**To do:**
Return every record below exactly as given.

Free-text object descriptions
↓

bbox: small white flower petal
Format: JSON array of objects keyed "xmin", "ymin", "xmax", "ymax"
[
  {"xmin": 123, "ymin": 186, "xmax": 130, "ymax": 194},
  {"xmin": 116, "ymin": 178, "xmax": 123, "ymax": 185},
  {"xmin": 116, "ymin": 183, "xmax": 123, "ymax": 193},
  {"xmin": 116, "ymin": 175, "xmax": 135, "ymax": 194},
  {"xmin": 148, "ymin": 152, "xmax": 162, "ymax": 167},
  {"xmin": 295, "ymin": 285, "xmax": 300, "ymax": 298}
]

↑

**Written answer:**
bbox: small white flower petal
Format: JSON array of objects keyed "xmin", "ymin", "xmax", "ymax"
[
  {"xmin": 123, "ymin": 186, "xmax": 130, "ymax": 194},
  {"xmin": 116, "ymin": 178, "xmax": 123, "ymax": 185},
  {"xmin": 116, "ymin": 183, "xmax": 123, "ymax": 193},
  {"xmin": 116, "ymin": 175, "xmax": 135, "ymax": 194},
  {"xmin": 148, "ymin": 152, "xmax": 162, "ymax": 167},
  {"xmin": 295, "ymin": 285, "xmax": 300, "ymax": 298}
]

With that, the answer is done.